▶ VORLIEGENDER TEXTAUSZUG:
# # # # #

Nun wurde der älteste Sohn des Hauses, ein hübscher, schlanker Mann, nicht viel über zwanzig Jahre alt, eines Tages auf Grund desselben Verdachtes, und weil er die Zahlung einer beträchtlichen Contribution verweigerte oder nicht leisten zu können erklärte, vom dem Gouverneur des Ortes, einem Bimbaschi (Major), verhaftet und sollte nach Sofia transportirt werden. Eine Abführung nach Sofia aber führte vor das dortige Kriegsgericht, und zu der Zeit gab es in Sofia viele Galgen, an denen wohl auch mancher Unschuldige hat baumeln müssen. Die Familie war außer sich vor Verzweiflung, Mutter und Schwestern rauften sich vor unseren Augen buchstäblich die Haare aus und umklammerten schreiend unsere Kniee. Ich ging zum Bimbaschi und versuchte die Freilassung des Bulgaren zu erwirken, fand aber, obgleich ich mich seiner ausnehmenden Gewogenheit erfreute, nicht das geringste Gehör. Der Arrestant saß im Hofe des Bimbaschi auf dem kalten Pflaster; in der Nähe hockten die türkischen Wachtsoldaten am Feuer. Er mußte es an meinem Gesicht merken, als ich den Bimbaschi verließ, daß er wenig zu hoffen hatte, denn er ließ den Kopf stumpfsinnig zwischen die Kniee sinken.

Nun gingen Schücking und ich zu dem Adjutanten des commandirenden Generals, Mustafa Pascha, der den eigentlichen Oberbefehl an Stelle des faulen Paschas führte. Derselbe war uns bekannt und für Geschenke und besonders Schmeicheleien sehr zugänglich. Wir stellten ihm vor, daß der Bulgare gewissermaßen unser Diener sei, und verbürgten uns für ihn und seine Dummheit, die ihn allein schon zu einem Verrath unfähig mache; dabei brauchten wir in verschwenderischer Weise die Anrede „Excellenz“ und erlangten wirklich die Freilassung des Bulgaren. Dem Bimbaschi ertheilte der Adjutant höchst eigenhändig in unserer Gegenwart einige Schläge mit dem Säbel für sein schlechtes Betragen.

So hatte uns die Familie, bei der wir wohnten, Freiheit und Leben ihres Sohnes zu verdanken, und wie bewies dieselbe ihre Dankbarkeit später gegen Schücking?!

Ich wurde leider von Etropol abcommandirt, wenige Tage vor der Einnahme des Ortes durch die Russen, und zwar kam ich wieder zur Armee von Orchanie. Als ich auf der Flucht unserer Armee von der Einnahme Etropols bestimmte Kunde erhielt, ritt ich nach Sofia, suchte und fand Soldaten von der Etropoler Armee und empfing von denselben die ziemlich bestimmte Nachricht, daß Schücking zurück geblieben und den Russen in die Hände gefallen sei. Ich schickte nun die für Dr. Schücking auf dem österreichischen Consulat liegenden Briefe an den Vater, mit der Benachrichtigung über das vermuthliche Schicksal seines Sohnes. Den Bemühungen des Vaters gelang es endlich, den Sohn ausfindig zu machen und seine Freilassung zu bewirken.

# # # # #

▶ DATENSÄTZE:
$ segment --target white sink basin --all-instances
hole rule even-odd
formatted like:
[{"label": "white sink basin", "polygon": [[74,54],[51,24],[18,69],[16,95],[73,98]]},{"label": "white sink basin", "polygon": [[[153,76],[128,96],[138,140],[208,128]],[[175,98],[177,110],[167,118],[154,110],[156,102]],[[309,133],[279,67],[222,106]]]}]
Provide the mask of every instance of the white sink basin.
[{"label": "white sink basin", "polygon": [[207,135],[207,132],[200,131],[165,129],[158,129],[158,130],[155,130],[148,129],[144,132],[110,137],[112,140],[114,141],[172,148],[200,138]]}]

# # # # #

▶ ANHAND DER ANGABEN:
1 - Übertragen Sie aus dem Bericht über die Verhaftung des Bulgaren in Etropol den folgenden Satz ins Englische: „Der Arrestant saß im Hofe des Bimbaschi auf dem kalten Pflaster; in der Nähe hockten die türkischen Wachtsoldaten am Feuer.“
2 - Führen Sie den Bericht über Schücking und die bulgarische Familie in Etropol im Anschluss an seinen letzten Satz weiter.

▶ ERGEBNISSE JE AUFGABE:
1 - The prisoner sat on the cold pavement in the Bimbashi's courtyard; nearby, the Turkish guards crouched by the fire.

2 -
Dr. Schücking war bei der Flucht vom Pferd gestürzt, hatte sich, an allen Gliedern zerschunden und unfähig zu gehen, in seine Wohnung zurück geschleppt und erwartete die Ankunft der Russen im Vertrauen auf die Humanität einer Heeresleitung, die auf Civilisation Anspruch macht, und auf die Stipulationen der Genfer Convention.

Bei dem Einrücken der Russen wurde in der Straße, in der Schücking’s Wohnung sich befand, ein russischer Soldat erschossen, sei es absichtlich oder aus Irrthum. Um nun allen Strafen zu entgehen, gaben die Bulgaren den zurückgebliebenen türkischen Arzt, ihren Wohlthäter, als den Schuldigen an.

Zweimal entging Schücking der über ihn verhängten Execution nur durch eine glückliche Fügung, aber nicht den scheußlichsten Mißhandlungen, die ihn auf’s Krankenlager warfen und dem Tode nahe brachten, bis er endlich durch die Intervention der deutschen Reichsvertretung in Rumänien und mit Hülfe der Gesellschaft vom „Rothen Kreuz“ aus den Händen der russischen Militärjustiz befreit wurde.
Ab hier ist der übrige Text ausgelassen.